--- Problem to work on ---
Return the rows below without any changes, and leave the pictures out of your answer.

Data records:
..............................

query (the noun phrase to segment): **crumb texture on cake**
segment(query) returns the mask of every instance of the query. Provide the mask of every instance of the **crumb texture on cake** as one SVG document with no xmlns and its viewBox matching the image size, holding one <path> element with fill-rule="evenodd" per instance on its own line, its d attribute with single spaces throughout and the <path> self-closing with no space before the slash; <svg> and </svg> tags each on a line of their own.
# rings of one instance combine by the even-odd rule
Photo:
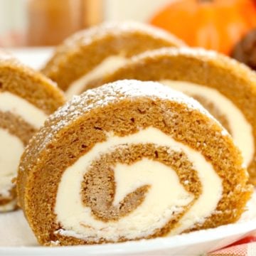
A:
<svg viewBox="0 0 256 256">
<path fill-rule="evenodd" d="M 133 57 L 85 90 L 122 79 L 159 81 L 199 100 L 233 136 L 256 184 L 256 75 L 249 68 L 211 50 L 166 48 Z"/>
<path fill-rule="evenodd" d="M 218 121 L 192 98 L 137 80 L 87 90 L 49 117 L 21 157 L 17 186 L 45 245 L 214 228 L 238 220 L 252 193 Z"/>
<path fill-rule="evenodd" d="M 67 38 L 57 47 L 42 72 L 65 91 L 108 58 L 125 60 L 147 50 L 184 46 L 174 36 L 149 25 L 107 22 Z M 109 65 L 113 69 L 115 66 L 113 61 Z"/>
<path fill-rule="evenodd" d="M 49 114 L 65 102 L 56 85 L 0 50 L 0 212 L 16 208 L 20 157 Z"/>
</svg>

..............................

--- Answer below ---
query (the noun phrase to segment): **crumb texture on cake**
segment(query) returns the mask of every instance of the query. Provide the mask of every instance of the **crumb texture on cake** as one SVG document with no xmlns and its viewBox matching the image size, holding one <path> element with fill-rule="evenodd" per instance on its own line, its d attribute with single spaces throughout and the <path> self-closing with no space before the slash; <svg> and </svg> tags each on a line of their own.
# rings of one instance combine by the even-odd rule
Photo:
A:
<svg viewBox="0 0 256 256">
<path fill-rule="evenodd" d="M 133 57 L 85 90 L 122 79 L 159 81 L 199 100 L 233 136 L 256 184 L 256 75 L 249 68 L 211 50 L 166 48 Z"/>
<path fill-rule="evenodd" d="M 218 121 L 192 98 L 137 80 L 87 90 L 49 117 L 21 157 L 17 186 L 45 245 L 214 228 L 238 220 L 252 193 Z"/>
<path fill-rule="evenodd" d="M 67 38 L 57 47 L 42 72 L 65 91 L 108 58 L 125 60 L 147 50 L 184 46 L 174 36 L 149 25 L 107 22 Z M 109 65 L 113 69 L 115 66 L 113 61 Z"/>
<path fill-rule="evenodd" d="M 49 114 L 65 102 L 56 85 L 0 50 L 0 212 L 16 208 L 20 157 Z"/>
</svg>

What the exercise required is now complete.